REQUESTS:
A. Please transcribe the passage of the Parrot compiler tools text starting at "Parrot exposes a" and ending at "a VM already.".
B. In one to three sentences, explain why the Parrot compiler tools text says Parrot and Perl 6 were kept as separate projects.

===== READING TEXT =====

Parrot Compiler Tools

The previous chapters demonstrated low-level Parrot programming in PIR. That's fun, but Parrot's true power is to host programs written in high level languages such as Perl 6, Python, Ruby, Tcl, and PHP.

Parrot's language neutrality was a conscious design decision. Parrot and Perl 6 hewed closely in the early days; it would have been easy for the two to overlap and intermingle.

By keeping the two projects separate and encapsulated, the possibility arose to support many other dynamic languages equally well. This modular design also benefits designers of future languages. Instead of having to reimplement low-level features such as garbage collection and dynamic data types, language designers and compiler implementers can leave these details of infrastructure to Parrot and focus on the syntax, capabilities, and libraries of their high-level languages instead.

Parrot exposes a rich interface for these languages to use, offering several important features: a robust exceptions system, compilation into platform-independent bytecode, a clean extension and embedding interface, just-in-time compilation to machine code, native library interface mechanisms, garbage collection, support for objects and classes, and a robust concurrency model. Designing a new language or implementing a new compiler for an old language is easier with all of these features designed, implemented, tested, and supported in a VM already.

Language interoperability is a core goal for Parrot. Different languages are suited to different tasks; heated debates explode across the Internet about which language is right for which project. There's rarely a perfect fit. Developers often settle for one particular language if only because it offers the fewest disadvantages. Parrot changes this game by allowing developers to combine multiple languages seamlessly within a single project. Well-tested libraries written in one languages can interoperate with clean problem-domain expression in a second language, glued together by a third language which elegantly describes the entire system's architecture. You can use the strengths of multiple language and mitigate their weaknesses.

===== MATERIAL =====

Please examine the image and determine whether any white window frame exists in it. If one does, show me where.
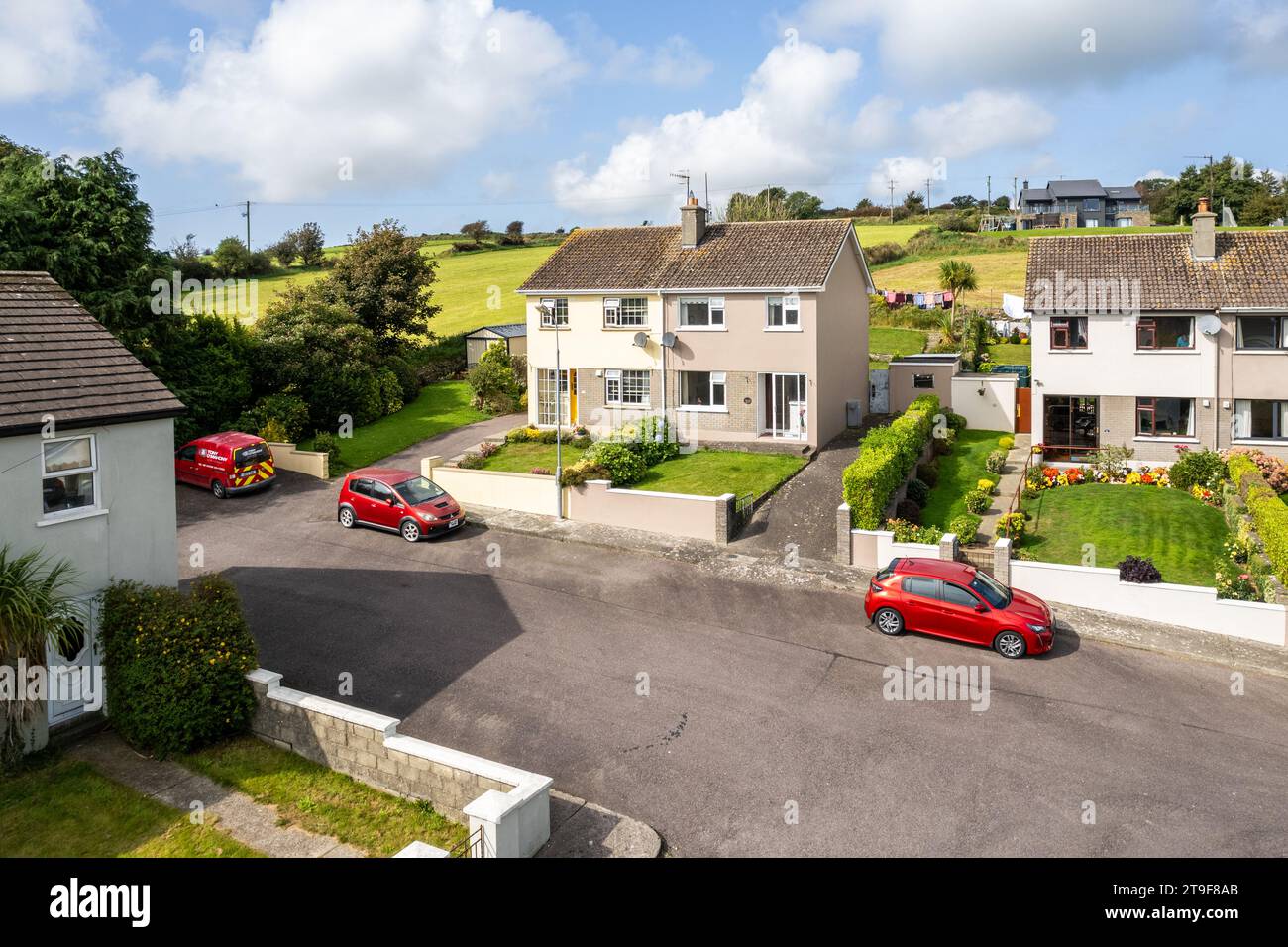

=====

TASK RESULTS:
A.
Parrot exposes a rich interface for these languages to use, offering several important features: a robust exceptions system, compilation into platform-independent bytecode, a clean extension and embedding interface, just-in-time compilation to machine code, native library interface mechanisms, garbage collection, support for objects and classes, and a robust concurrency model. Designing a new language or implementing a new compiler for an old language is easier with all of these features designed, implemented, tested, and supported in a VM already.

B. Keeping the two projects separate and encapsulated made it possible for Parrot to support many other dynamic languages equally well. This modular design also helps designers of future languages. They can leave low-level features such as garbage collection and dynamic data types to Parrot and focus on the syntax, capabilities, and libraries of their own languages.